Many small businesses growing their following on Instagram – jewellers, vintage sellers and artists – have been hit hard by Instagram’s algorithms.
Since its acquisition by Facebook, Instagram has focused on monetising a platform that seemed…unmonetisable. It started pushing advertisers into feeds, changing how posts from people you follow show up and even disappearing hashtags that small business owners had spent years popularising – the infamous ‘shadow ban’.
But there’s an uprising just beginning. And its name is Vero.
Vero – the new Instagram for true social
OK, that’s a big claim. Vero is Latin for ‘truth’ and that’s a big part of their backstory. They spotted how annoyed small businesses were about how Instagram was shrinking their reach in favour of paying brands, and they filled the gap.
Vero not only monetises by subscription (so their customers are the users, not advertisers); it also gives users things Instagram always refused in order to make people cough up ad spend.
Vero is offering free lifetime membership for the first million users – but you’d better hurry. At the rate Vero is attracting attention, that number may be far surpassed by the time I hit publish on this post.
UPDATE:
“As promised, our first million users have access to Vero free for life. However, given the service interruptions, we are extending that offer to all new users until further notice.”
Vero’s features are better than Instagram’s
Links – anytime you like
Any post can be a link post. That means you can promo a new product, share a blog post, direct people to a survey…it’s a dream come true.
Types of audience
Similarly to Google Plus (poor old guy), you can choose which circle of audience you post to. The levels are connection (like a friend on Facebook), acquaintance (follower) or everyone.
Collections
You’ll collect your own media and the media of people you follow in collections, based on what format they are. This is very useful for people noseying into your business, seeing what you’re about.
Different media
You can share music, movies, follow recommendations, books and places. This might just seem like a cute feature for socialising but imagine promoting your event or new store location!
In-app selling
This one’s fairly revolutionary. Fashion bloggers on Instagram use third-party affiliate programs to monetise their outfit posts but Vero actually allows small businesses to sell directly in Vero, like a micro Etsy.
User verification
Vero is setting itself up as a bot-free environment. Many of the big social networks are suspected of publicising inflated user numbers that include millions of bot accounts.
So, when you sign up to Vero, you add your mobile number. They send you a text (or you can wait for a call, if you prefer) with an activation code so they can confirm you’re a real human.
How easily this can be gamed by a program, I have no idea – but it’s better than bloomin’ nothing, which is what most other platforms are doing about fake accounts.

_Excerpted records_:
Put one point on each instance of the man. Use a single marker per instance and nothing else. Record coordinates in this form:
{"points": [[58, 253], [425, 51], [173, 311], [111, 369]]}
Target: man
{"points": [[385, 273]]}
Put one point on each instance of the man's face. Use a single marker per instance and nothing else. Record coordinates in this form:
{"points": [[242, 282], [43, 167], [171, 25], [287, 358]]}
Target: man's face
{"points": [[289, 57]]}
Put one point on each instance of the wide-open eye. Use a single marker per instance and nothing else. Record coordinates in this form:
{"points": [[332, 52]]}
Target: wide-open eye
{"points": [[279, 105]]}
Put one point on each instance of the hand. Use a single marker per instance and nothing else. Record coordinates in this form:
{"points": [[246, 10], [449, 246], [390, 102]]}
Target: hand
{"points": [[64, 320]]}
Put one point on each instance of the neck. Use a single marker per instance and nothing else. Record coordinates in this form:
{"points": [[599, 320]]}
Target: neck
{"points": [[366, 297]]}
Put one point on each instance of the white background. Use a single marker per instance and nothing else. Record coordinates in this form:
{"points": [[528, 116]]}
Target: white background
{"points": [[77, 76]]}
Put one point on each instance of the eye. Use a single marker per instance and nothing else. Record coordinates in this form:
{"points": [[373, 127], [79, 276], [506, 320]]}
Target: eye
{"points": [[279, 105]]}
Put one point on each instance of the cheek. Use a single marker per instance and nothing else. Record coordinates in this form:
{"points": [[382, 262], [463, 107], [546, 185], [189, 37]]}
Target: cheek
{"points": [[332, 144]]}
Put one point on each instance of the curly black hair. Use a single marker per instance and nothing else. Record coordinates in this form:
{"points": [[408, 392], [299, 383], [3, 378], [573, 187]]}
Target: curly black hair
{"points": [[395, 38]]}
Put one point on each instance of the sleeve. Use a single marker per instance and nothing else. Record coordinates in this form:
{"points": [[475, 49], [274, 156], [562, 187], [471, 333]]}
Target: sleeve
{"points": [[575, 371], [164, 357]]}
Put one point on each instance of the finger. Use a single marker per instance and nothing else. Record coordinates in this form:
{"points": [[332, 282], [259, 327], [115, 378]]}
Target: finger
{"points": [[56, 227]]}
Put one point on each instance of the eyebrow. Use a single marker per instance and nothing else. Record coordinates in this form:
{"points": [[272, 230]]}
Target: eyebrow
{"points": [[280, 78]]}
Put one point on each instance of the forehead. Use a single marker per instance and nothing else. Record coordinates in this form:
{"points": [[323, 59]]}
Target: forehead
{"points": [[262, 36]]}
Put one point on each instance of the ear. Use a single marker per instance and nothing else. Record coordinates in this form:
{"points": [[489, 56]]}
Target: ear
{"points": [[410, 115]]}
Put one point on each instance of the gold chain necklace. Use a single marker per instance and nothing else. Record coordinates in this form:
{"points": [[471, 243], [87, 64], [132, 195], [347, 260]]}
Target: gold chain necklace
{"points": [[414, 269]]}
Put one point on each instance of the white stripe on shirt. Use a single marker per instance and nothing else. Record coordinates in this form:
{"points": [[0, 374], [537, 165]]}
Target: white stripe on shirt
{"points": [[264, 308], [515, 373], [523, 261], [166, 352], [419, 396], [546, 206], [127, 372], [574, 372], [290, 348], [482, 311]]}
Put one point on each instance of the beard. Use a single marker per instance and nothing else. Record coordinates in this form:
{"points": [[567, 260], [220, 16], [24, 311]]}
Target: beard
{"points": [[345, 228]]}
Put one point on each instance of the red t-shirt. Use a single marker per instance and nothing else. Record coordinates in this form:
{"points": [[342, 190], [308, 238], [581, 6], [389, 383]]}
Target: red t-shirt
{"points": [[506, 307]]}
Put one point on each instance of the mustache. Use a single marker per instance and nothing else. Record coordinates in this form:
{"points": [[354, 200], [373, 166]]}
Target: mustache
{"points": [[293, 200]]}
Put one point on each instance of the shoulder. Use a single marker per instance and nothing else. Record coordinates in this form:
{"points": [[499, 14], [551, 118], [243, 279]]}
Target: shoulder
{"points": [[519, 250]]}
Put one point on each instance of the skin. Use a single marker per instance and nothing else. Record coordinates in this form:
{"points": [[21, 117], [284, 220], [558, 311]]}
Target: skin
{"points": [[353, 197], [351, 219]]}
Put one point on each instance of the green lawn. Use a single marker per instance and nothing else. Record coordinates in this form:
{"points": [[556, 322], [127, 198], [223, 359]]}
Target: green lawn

_Problem to solve_:
Can you return the stretch of the Vero article from "Since its acquisition" through "up ad spend.", word for word? The records are unrelated to the Vero article.

_Exercise solution_:
Since its acquisition by Facebook, Instagram has focused on monetising a platform that seemed…unmonetisable. It started pushing advertisers into feeds, changing how posts from people you follow show up and even disappearing hashtags that small business owners had spent years popularising – the infamous ‘shadow ban’.
But there’s an uprising just beginning. And its name is Vero.
Vero – the new Instagram for true social
OK, that’s a big claim. Vero is Latin for ‘truth’ and that’s a big part of their backstory. They spotted how annoyed small businesses were about how Instagram was shrinking their reach in favour of paying brands, and they filled the gap.
Vero not only monetises by subscription (so their customers are the users, not advertisers); it also gives users things Instagram always refused in order to make people cough up ad spend.